(Excerpt from a dataset)
· · · · · · ·

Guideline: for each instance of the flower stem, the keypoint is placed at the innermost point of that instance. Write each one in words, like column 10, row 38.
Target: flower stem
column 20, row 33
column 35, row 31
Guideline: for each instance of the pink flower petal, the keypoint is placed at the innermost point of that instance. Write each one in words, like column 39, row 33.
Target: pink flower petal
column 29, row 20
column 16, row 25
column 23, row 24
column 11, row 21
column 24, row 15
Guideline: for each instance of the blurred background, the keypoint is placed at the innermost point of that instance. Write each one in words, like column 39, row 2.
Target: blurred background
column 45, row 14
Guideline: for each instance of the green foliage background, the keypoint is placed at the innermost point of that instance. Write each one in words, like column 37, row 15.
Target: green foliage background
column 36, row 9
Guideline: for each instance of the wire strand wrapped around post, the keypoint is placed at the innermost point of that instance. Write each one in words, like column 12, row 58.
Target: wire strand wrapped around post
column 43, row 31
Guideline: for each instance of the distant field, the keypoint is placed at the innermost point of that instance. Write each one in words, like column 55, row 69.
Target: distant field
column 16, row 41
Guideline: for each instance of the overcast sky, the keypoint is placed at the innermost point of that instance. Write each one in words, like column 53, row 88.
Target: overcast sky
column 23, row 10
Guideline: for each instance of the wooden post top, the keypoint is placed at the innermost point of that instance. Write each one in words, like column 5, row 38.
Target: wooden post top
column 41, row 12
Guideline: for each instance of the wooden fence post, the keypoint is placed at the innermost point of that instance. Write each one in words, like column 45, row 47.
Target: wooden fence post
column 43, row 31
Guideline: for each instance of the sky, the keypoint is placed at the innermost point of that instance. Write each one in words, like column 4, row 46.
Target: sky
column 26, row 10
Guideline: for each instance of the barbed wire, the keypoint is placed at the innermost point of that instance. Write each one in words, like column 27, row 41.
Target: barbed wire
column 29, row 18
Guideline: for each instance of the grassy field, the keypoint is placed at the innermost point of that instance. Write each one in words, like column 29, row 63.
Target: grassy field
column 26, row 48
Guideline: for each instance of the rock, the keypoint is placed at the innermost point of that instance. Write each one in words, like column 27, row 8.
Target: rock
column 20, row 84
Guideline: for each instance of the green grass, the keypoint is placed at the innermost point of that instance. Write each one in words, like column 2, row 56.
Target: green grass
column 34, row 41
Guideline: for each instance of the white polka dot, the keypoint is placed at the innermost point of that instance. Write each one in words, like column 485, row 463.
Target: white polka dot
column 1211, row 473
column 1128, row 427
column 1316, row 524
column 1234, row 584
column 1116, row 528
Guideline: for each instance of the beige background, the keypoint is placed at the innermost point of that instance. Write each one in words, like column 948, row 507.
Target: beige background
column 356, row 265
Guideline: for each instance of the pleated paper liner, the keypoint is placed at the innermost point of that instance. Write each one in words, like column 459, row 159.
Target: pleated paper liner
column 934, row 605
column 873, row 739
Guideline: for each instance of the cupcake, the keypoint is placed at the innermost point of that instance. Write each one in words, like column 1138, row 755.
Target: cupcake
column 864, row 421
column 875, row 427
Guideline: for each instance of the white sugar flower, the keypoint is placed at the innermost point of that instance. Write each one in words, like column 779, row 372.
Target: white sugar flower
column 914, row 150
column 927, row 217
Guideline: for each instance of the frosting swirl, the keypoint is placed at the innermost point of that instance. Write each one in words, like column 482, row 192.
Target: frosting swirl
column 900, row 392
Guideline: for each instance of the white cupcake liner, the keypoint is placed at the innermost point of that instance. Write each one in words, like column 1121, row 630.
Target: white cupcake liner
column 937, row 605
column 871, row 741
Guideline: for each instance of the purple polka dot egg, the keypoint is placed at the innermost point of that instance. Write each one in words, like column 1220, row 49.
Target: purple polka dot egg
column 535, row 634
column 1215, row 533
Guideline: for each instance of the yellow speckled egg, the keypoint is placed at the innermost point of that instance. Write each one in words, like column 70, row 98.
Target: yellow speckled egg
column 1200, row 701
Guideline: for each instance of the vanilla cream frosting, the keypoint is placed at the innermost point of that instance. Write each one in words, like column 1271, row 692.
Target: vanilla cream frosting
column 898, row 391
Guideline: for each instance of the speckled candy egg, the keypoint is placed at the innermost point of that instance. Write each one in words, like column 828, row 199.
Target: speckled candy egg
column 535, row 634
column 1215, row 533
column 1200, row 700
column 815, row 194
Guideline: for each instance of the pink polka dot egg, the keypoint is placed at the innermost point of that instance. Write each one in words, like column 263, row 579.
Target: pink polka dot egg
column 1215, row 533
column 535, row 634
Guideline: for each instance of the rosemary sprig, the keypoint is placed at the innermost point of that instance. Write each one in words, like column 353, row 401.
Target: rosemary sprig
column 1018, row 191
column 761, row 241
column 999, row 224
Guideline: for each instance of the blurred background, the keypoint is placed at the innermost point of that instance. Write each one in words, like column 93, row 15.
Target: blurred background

· · · · · · ·

Recast all of the rows above as a Markdown table with a "No." column for the row number and a "Row text" column for the row itself. Skip any blank lines.

| No. | Row text |
|---|---|
| 1 | Guideline: for each instance of the flower stem, the keypoint is placed at the innermost point of that instance. Write each one in words, like column 10, row 38. |
| 2 | Target: flower stem |
| 3 | column 20, row 33 |
| 4 | column 35, row 31 |
| 5 | Guideline: for each instance of the pink flower petal, the keypoint is placed at the innermost point of that instance. Write each one in words, like column 39, row 33. |
| 6 | Target: pink flower petal |
| 7 | column 29, row 20 |
| 8 | column 16, row 25 |
| 9 | column 23, row 24 |
| 10 | column 11, row 21 |
| 11 | column 24, row 15 |
| 12 | Guideline: for each instance of the blurred background, the keypoint is placed at the innermost point of that instance. Write each one in words, like column 39, row 2. |
| 13 | Target: blurred background |
| 14 | column 45, row 14 |
| 15 | Guideline: for each instance of the green foliage background, the keypoint is placed at the innermost point of that instance. Write each one in words, like column 37, row 15. |
| 16 | Target: green foliage background |
| 17 | column 36, row 9 |
| 18 | Guideline: for each instance of the wire strand wrapped around post, the keypoint is placed at the innermost point of that instance. Write each one in words, like column 12, row 58. |
| 19 | Target: wire strand wrapped around post |
| 20 | column 43, row 31 |
| 21 | Guideline: for each instance of the distant field, the keypoint is placed at the innermost point of that instance. Write each one in words, like column 55, row 69. |
| 22 | Target: distant field |
| 23 | column 16, row 41 |
| 24 | Guideline: for each instance of the overcast sky, the keypoint is placed at the innermost point of that instance. Write each one in words, like column 53, row 88. |
| 25 | Target: overcast sky |
| 26 | column 23, row 10 |
| 27 | Guideline: for each instance of the wooden post top, the keypoint is placed at the innermost point of that instance. Write each one in words, like column 5, row 38. |
| 28 | Target: wooden post top |
| 29 | column 41, row 12 |
| 30 | Guideline: for each instance of the wooden fence post, the keypoint is placed at the innermost point of that instance. Write each one in words, like column 45, row 47. |
| 31 | Target: wooden fence post |
| 32 | column 43, row 31 |
| 33 | Guideline: for each instance of the sky, the keypoint is placed at the innermost point of that instance. Write each one in words, like column 4, row 46. |
| 34 | Target: sky |
| 35 | column 26, row 10 |
| 36 | Guideline: for each instance of the barbed wire, the keypoint is placed at the innermost point of that instance. Write each one in words, like column 27, row 41. |
| 37 | Target: barbed wire |
| 38 | column 29, row 18 |
| 39 | Guideline: for each instance of the grassy field, the keypoint is placed at the innermost point of that instance. Write each one in words, like column 29, row 63. |
| 40 | Target: grassy field |
| 41 | column 26, row 48 |
| 42 | Guideline: for each instance of the rock, the keypoint is placed at the innermost point of that instance. Write each one in words, like column 27, row 8. |
| 43 | Target: rock |
| 44 | column 20, row 84 |
| 45 | Guideline: for each instance of the green grass, the keypoint is placed at the innermost point of that instance. Write each one in words, like column 2, row 56. |
| 46 | Target: green grass |
| 47 | column 34, row 41 |
| 48 | Guideline: for each instance of the white polka dot, the keypoint is placed at the innermost point of that instance. Write each one in words, like column 485, row 463. |
| 49 | Target: white polka dot |
| 50 | column 1211, row 473 |
| 51 | column 1128, row 427 |
| 52 | column 1316, row 524 |
| 53 | column 1234, row 584 |
| 54 | column 1116, row 528 |
| 55 | Guideline: for each instance of the beige background, the keypoint is placed at the innermost point of that instance. Write each one in words, like column 948, row 507. |
| 56 | Target: beige background |
| 57 | column 356, row 265 |
| 58 | Guideline: for each instance of the pleated paper liner, the keypoint is placed at the innermost point of that instance. Write each one in words, like column 459, row 159. |
| 59 | Target: pleated paper liner |
| 60 | column 934, row 605 |
| 61 | column 873, row 739 |
| 62 | Guideline: for each instance of the cupcake, the keypoint is placed at the innermost point of that instance. Write each one in words, like column 1138, row 755. |
| 63 | Target: cupcake |
| 64 | column 864, row 421 |
| 65 | column 875, row 427 |
| 66 | Guideline: for each instance of the white sugar flower, the keypoint is placed at the innermost point of that instance. Write each one in words, like column 779, row 372. |
| 67 | Target: white sugar flower |
| 68 | column 914, row 150 |
| 69 | column 927, row 217 |
| 70 | Guideline: for each instance of the frosting swirl, the keypoint is placed at the innermost point of that instance. Write each one in words, like column 482, row 192. |
| 71 | Target: frosting swirl |
| 72 | column 900, row 392 |
| 73 | Guideline: for each instance of the white cupcake liner, the keypoint is placed at the innermost point of that instance. Write each one in words, like column 1121, row 630. |
| 74 | Target: white cupcake liner |
| 75 | column 937, row 605 |
| 76 | column 871, row 741 |
| 77 | Guideline: for each instance of the purple polka dot egg, the keypoint is placed at the innermost point of that instance. Write each one in words, like column 1220, row 49. |
| 78 | Target: purple polka dot egg |
| 79 | column 535, row 634 |
| 80 | column 1215, row 533 |
| 81 | Guideline: for each instance of the yellow speckled egg, the keypoint is placed at the innermost point of that instance. Write each one in words, like column 70, row 98. |
| 82 | Target: yellow speckled egg |
| 83 | column 1200, row 701 |
| 84 | Guideline: for each instance of the vanilla cream frosting, the keypoint is placed at the innermost point of that instance. Write each one in words, like column 1271, row 692. |
| 85 | Target: vanilla cream frosting |
| 86 | column 898, row 391 |
| 87 | Guideline: for each instance of the speckled candy egg, the keypoint is placed at the innermost point of that instance. Write each one in words, like column 828, row 199. |
| 88 | Target: speckled candy egg |
| 89 | column 535, row 634 |
| 90 | column 1215, row 533 |
| 91 | column 1200, row 700 |
| 92 | column 815, row 194 |
| 93 | Guideline: for each instance of the pink polka dot egg, the keypoint is placed at the innermost point of that instance. Write each one in words, like column 263, row 579. |
| 94 | Target: pink polka dot egg |
| 95 | column 1215, row 533 |
| 96 | column 535, row 634 |
| 97 | Guideline: for each instance of the rosemary sprig, the keypoint is placed at the innermost point of that instance. Write each one in words, like column 353, row 401. |
| 98 | Target: rosemary sprig |
| 99 | column 1018, row 191 |
| 100 | column 761, row 241 |
| 101 | column 999, row 224 |
| 102 | Guideline: for each instance of the blurred background, the keypoint is placed at the innermost point of that instance. Write each one in words, like column 93, row 15. |
| 103 | Target: blurred background |